# [Part of a data file]
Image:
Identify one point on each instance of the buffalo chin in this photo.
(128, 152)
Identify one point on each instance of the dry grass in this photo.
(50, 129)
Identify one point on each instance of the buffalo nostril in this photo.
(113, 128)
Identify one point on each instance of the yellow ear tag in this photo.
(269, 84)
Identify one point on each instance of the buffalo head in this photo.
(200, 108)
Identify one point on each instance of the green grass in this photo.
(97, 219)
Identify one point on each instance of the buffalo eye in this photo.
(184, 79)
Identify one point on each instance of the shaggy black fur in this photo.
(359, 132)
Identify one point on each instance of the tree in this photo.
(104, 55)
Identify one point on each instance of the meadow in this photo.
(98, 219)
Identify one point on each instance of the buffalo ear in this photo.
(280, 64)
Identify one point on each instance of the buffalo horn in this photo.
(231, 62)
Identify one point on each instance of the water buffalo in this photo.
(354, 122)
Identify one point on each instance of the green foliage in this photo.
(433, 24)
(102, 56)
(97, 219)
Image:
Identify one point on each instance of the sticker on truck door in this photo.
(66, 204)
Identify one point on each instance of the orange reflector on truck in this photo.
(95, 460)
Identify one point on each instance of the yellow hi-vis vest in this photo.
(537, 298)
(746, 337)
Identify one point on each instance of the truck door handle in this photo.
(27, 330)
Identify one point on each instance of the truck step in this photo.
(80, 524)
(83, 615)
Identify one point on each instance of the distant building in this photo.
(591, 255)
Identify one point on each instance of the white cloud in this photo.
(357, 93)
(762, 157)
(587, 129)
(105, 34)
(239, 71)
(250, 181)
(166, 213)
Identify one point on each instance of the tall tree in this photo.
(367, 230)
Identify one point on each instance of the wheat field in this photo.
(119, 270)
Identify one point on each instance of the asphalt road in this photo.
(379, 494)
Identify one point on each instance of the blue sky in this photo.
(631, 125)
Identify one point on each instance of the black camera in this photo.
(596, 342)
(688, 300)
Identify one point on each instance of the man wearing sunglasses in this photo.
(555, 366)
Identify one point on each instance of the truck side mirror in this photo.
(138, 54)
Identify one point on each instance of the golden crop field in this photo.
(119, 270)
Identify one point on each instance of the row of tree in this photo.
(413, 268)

# [Task statement]
Transcribe all the entries, keeping each one exactly as it is.

# [Solution to this exercise]
Image:
Identify one point on each instance of the buffalo chin in this photo.
(128, 152)
Identify one point on each instance of the dry grass in this photo.
(50, 129)
Identify one point on each instance of the buffalo nostril in this photo.
(113, 128)
Identify one point on each instance of the yellow ear tag in this photo.
(269, 84)
Identify one point on each instance of the buffalo head in this photo.
(200, 108)
Identify one point on each instance of the green grass in this photo.
(97, 219)
Identify one point on each instance of the buffalo eye in this photo.
(184, 79)
Identify one point on each instance of the shaggy black fur in this photo.
(359, 132)
Identify one point on each instance of the tree in this photo.
(104, 55)
Identify one point on each instance of the meadow in this photo.
(98, 219)
Identify one point on each instance of the buffalo ear in this photo.
(280, 64)
Identify one point on each instance of the buffalo horn in this photo.
(231, 62)
Identify one point on each instance of the water buffalo in this photo.
(354, 122)
Identify one point on each instance of the green foliage in this photo.
(433, 24)
(102, 56)
(97, 219)
Image:
Identify one point on each instance of the sticker on truck door in this photo.
(66, 204)
Identify one point on each instance of the orange reflector on truck in this photo.
(95, 460)
Identify one point on each instance of the yellow hi-vis vest in this photo.
(537, 298)
(746, 337)
Identify one point on each instance of the truck door handle in this photo.
(27, 330)
Identify one point on each instance of the truck step in this photo.
(80, 524)
(83, 615)
Identify one point on each instance of the distant building in this photo.
(591, 255)
Identify one point on each instance of the white cloud in this photo.
(357, 93)
(762, 157)
(587, 129)
(105, 34)
(239, 71)
(250, 181)
(166, 213)
Identify one point on each instance of the tall tree in this photo.
(367, 230)
Identify one point on each instance of the wheat field in this photo.
(119, 270)
Identify one point on each instance of the asphalt road in this photo.
(379, 494)
Identify one point on each instance of the blue sky in this photo.
(631, 125)
Identify one point on each instance of the black camera in this photo.
(596, 342)
(688, 300)
Identify one point on each instance of the man wearing sunglasses in this photo.
(555, 366)
Identify one point on each instance of the truck side mirror in this photo.
(138, 54)
Identify one point on each instance of the golden crop field in this photo.
(119, 270)
Identify one point on each instance of the row of tree in this photo.
(413, 268)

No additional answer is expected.